=== SUPPLIED PASSAGE ===
====================
Aegon N.V. AEG recently announced that the third tranche of its EUR300-million share repurchase program, approved in March, will commence from Oct 3, 2022 and likely close on or before Dec 15 of this year.
In the above-mentioned time frame, Aegon will buy back common shares worth EUR133 million to neutralize the dilutive impact of the 2022 interim dividend paid out in shares.
The repurchased shares will be held as treasury shares and utilized for paying out future stock dividends via shares. This decision follows the consent of AEG’s shareholders, majority (60%) of whom voted in favor of receiving the final dividend in the form of shares.
On the same day of announcing the duration of the third tranche of the authorized buyback plan, AEG also notified the completion of the second tranche of the same buyback program. The second tranche, spanning from Jul 7 to Sep 27, included repurchase of common shares worth of EUR107 million.
Aegon boasts an impressive history of returning shareholder value via share buybacks. Even the COVID--induced market volatilities — having forced most insurers to temporarily halt their share buyback activities — could not prevent AEG from conducting frequent share repurchases.
====================
=== Collected data ===
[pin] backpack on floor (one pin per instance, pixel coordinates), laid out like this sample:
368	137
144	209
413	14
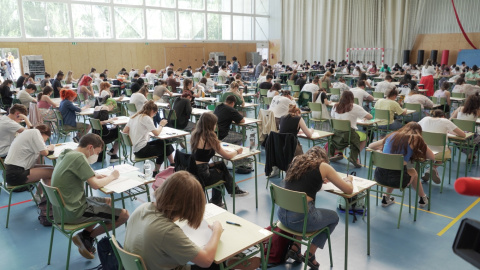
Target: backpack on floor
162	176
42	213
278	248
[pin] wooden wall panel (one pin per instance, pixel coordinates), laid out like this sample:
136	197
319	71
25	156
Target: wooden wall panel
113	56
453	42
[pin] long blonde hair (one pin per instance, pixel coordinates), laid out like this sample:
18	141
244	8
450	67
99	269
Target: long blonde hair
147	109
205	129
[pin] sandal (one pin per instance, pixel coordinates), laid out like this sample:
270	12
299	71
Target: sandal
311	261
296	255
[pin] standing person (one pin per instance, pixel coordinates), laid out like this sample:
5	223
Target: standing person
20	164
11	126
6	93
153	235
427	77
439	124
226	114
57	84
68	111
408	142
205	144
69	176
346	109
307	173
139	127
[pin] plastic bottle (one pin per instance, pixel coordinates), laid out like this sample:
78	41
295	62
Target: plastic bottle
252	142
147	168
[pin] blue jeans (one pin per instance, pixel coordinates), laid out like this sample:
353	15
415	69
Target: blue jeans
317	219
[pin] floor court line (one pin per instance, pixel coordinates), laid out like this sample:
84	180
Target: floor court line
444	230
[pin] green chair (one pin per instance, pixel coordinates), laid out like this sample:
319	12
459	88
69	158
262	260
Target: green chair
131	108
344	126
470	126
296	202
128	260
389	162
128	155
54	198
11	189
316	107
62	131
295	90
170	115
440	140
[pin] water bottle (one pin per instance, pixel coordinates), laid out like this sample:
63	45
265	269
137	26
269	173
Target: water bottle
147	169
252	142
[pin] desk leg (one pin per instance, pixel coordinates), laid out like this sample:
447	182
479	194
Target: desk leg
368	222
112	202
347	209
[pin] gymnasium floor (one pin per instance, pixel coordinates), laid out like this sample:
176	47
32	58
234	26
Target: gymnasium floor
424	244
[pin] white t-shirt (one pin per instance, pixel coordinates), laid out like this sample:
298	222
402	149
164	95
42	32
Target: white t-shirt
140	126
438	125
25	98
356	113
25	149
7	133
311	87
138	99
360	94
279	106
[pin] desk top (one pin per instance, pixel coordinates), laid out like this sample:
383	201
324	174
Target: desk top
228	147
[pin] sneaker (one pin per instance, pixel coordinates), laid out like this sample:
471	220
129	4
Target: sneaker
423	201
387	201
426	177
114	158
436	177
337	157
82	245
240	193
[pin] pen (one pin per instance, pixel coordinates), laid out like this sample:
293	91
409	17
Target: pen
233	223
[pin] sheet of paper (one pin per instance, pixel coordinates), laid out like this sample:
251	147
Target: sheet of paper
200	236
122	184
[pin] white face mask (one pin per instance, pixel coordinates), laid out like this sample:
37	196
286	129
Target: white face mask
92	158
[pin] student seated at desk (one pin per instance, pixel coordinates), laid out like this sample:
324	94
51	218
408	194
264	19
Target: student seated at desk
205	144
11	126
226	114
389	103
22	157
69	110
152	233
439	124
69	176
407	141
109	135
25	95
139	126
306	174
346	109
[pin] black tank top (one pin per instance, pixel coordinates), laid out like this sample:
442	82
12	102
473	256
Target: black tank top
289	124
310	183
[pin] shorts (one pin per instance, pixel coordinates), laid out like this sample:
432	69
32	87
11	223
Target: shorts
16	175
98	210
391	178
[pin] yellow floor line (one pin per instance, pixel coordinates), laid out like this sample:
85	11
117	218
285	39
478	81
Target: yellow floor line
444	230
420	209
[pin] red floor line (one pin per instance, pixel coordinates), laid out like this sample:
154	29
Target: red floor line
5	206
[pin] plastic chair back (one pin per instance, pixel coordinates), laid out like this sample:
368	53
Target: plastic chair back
====================
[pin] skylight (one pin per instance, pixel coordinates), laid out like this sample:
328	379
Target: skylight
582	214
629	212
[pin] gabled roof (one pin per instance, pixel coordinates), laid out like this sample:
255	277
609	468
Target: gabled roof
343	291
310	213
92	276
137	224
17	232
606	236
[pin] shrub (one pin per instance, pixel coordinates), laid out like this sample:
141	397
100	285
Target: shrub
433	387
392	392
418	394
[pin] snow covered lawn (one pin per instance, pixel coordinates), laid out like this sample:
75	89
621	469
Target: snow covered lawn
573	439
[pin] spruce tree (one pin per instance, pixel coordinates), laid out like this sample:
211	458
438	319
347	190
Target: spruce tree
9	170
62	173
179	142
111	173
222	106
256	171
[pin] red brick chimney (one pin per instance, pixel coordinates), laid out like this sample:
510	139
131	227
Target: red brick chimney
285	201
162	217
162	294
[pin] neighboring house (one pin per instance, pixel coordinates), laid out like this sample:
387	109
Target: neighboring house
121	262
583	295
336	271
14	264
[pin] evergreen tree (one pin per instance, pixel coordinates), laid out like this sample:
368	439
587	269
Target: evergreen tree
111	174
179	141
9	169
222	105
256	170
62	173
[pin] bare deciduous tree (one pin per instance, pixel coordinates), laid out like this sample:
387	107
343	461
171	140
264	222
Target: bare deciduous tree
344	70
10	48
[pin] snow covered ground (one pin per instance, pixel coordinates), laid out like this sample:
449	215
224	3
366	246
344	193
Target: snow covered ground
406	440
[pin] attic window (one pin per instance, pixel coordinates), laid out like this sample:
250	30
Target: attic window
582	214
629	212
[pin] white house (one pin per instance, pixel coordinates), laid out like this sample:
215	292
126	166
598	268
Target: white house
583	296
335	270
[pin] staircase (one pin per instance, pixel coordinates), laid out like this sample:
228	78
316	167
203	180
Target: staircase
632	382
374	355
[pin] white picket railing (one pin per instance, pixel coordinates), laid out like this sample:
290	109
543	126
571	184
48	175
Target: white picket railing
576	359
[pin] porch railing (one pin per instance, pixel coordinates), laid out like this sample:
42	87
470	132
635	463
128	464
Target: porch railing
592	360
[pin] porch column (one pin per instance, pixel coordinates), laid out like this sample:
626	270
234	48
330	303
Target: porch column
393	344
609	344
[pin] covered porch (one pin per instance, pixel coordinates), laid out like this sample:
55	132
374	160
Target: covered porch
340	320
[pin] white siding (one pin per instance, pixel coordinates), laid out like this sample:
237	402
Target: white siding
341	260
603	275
====================
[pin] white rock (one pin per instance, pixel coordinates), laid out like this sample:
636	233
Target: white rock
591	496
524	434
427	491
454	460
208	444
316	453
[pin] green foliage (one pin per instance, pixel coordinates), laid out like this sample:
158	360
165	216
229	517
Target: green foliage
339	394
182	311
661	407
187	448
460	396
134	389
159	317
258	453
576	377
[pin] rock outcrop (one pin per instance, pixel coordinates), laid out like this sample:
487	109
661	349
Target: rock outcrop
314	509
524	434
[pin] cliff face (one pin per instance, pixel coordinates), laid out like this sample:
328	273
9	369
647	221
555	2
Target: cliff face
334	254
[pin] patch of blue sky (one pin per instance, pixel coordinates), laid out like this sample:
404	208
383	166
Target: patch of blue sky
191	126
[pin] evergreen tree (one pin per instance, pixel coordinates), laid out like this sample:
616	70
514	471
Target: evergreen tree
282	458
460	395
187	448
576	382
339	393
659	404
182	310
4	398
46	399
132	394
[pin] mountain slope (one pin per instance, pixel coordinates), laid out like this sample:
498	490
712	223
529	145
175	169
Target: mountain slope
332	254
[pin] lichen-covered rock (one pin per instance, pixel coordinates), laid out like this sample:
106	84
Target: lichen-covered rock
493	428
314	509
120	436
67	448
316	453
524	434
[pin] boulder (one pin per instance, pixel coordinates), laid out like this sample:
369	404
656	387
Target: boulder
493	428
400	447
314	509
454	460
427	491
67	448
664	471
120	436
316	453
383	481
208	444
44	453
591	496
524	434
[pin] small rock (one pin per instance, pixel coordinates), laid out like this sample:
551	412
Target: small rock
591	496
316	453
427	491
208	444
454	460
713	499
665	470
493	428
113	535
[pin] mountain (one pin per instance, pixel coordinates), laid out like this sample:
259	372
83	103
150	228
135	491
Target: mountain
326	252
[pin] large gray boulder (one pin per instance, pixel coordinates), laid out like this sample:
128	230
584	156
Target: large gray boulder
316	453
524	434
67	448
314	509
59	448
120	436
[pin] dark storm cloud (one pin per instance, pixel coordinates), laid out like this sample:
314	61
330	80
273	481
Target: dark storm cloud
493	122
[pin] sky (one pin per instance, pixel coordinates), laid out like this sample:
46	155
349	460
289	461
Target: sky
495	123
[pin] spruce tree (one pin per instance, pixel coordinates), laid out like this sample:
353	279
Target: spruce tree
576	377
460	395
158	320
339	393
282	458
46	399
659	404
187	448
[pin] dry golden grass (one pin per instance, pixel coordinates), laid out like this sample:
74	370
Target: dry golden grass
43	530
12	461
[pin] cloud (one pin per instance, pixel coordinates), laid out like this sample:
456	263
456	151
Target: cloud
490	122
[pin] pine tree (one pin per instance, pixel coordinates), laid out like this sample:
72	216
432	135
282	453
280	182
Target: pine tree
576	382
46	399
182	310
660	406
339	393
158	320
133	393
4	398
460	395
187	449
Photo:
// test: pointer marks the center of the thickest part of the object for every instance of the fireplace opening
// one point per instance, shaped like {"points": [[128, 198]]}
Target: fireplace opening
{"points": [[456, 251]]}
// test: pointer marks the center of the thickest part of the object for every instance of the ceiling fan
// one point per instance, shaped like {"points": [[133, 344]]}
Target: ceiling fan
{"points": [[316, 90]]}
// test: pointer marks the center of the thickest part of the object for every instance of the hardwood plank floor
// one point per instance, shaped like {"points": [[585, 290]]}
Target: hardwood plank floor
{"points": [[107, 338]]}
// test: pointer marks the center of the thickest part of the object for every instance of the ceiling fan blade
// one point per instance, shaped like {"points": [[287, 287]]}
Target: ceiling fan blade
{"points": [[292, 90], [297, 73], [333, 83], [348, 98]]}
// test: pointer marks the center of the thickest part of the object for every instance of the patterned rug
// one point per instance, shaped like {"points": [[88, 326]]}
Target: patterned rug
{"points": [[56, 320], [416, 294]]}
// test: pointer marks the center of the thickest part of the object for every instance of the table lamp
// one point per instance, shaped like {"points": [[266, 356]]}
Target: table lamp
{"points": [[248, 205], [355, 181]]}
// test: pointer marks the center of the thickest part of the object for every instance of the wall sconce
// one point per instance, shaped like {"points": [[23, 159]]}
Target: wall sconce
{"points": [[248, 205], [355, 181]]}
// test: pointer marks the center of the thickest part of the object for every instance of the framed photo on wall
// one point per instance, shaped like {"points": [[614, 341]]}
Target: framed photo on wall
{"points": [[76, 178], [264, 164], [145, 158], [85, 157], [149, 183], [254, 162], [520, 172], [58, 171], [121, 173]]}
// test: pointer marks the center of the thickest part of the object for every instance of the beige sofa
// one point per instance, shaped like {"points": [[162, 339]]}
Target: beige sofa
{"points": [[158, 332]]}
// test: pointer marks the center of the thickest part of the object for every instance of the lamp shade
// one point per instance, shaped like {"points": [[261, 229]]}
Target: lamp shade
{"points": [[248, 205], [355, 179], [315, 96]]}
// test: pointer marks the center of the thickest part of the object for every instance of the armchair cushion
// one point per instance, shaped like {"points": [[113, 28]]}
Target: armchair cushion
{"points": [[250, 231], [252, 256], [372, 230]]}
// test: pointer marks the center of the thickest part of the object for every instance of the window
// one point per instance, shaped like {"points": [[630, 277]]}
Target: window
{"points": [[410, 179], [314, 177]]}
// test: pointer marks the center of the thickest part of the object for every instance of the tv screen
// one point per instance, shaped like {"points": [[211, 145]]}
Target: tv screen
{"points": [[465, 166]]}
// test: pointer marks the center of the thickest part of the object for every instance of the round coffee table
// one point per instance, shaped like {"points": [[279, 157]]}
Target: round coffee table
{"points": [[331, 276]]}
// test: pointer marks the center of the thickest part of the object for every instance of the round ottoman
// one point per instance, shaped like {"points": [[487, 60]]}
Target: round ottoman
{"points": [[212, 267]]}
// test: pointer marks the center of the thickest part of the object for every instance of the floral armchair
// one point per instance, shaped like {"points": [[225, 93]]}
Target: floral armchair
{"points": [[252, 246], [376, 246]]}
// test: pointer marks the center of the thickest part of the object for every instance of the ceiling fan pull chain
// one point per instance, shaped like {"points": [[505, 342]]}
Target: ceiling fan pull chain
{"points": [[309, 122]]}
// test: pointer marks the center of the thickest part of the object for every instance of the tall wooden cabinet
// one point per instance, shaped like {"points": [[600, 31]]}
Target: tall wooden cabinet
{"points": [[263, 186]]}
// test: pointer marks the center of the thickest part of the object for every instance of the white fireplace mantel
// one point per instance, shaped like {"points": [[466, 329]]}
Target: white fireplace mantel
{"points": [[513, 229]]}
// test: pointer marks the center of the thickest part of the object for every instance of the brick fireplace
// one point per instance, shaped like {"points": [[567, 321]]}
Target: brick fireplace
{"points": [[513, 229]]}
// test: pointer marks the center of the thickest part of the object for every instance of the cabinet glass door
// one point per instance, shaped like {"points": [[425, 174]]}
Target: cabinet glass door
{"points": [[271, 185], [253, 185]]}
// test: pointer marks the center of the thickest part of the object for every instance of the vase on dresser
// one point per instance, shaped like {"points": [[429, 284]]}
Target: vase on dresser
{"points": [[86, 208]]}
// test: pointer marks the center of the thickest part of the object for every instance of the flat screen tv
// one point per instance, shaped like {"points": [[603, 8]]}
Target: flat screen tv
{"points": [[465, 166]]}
====================
=== ACTIONS TO TAKE ===
• A. Summarize the passage about Aegon's share buyback program in two sentences.
• B. According to the passage about Aegon's share buyback program, what share of AEG's shareholders voted to receive the final dividend in the form of shares?
• C. Proceed with the article on Aegon's share buyback program, picking up after its final sentence.
The collected data has no connection to the passage about Aegon's share buyback program.

=== ANSWERS TO THE EXERCISE ===
• A. Aegon announced that the third tranche of its EUR300-million share repurchase program will run from Oct 3, 2022 until on or before Dec 15, buying back EUR133 million of common shares to neutralize the dilutive impact of the 2022 interim dividend paid out in shares. On the same day, it reported completing the second tranche, which repurchased EUR107 million of common shares between Jul 7 and Sep 27.

• B. A majority of 60% voted for it.

• C.
Continued share buybacks underpin the strong financial position of Aegon and its longstanding commitment to rewarding its shareholders with substantial capital. Apart from share buybacks, AEG resorts to annual dividend hikes. The insurer has been a regular dividend-paying company since 2013. The latest raise in the final dividend was proposed during AEG’s fourth-quarter 2021 result announcement.
A solid balance sheet and sound growth in free cash flows are expected to have aided Aegon in implementing accelerated and prudent capital-deployment measures. While announcing second-quarter 2022 results, management projected a cumulative free cash flow of minimum EUR2.2 billion over the 2021-2023 period, higher than the EUR1.4-1.6 billion target fixed on the 2020 Capital Markets Day. Increased availability of free cash flows will motivate the insurer to allocate more capital in the days ahead.
Similar to Aegon, other insurers like Marsh & McLennan Companies, Inc. MMC, Lincoln National Corporation LNC and RenaissanceRe Holdings Ltd. RNR embraced tactical capital-management moves in the first half fo 2022.
Marsh & McLennan bought back 7 million shares worth $1.1 billion. MMC had around $5.2 billion left to be authorized for share buybacks as of Jun 30, 2022. In July 2022, MMC’s board of directors approved a 10% hike in its quarterly dividend.
Lincoln National returned $657 million to its shareholders via $500 million of share buybacks and common dividends worth $157 million. As of Jun 30, 2022, LNC had $764 million remaining under its authorized share repurchase program. In November 2021, LNC’s board of directors approved a 7% hike in its quarterly dividend.
RenaissanceRe bought back shares worth $137.5 million and paid out common dividends worth $32.4 million in the first half of 2022. RNR had $475.2 million left to be authorized for share buybacks as of Jun 30, 2022. In February 2022, RNR’s board of directors approved a 2.8% hike in the quarterly dividend.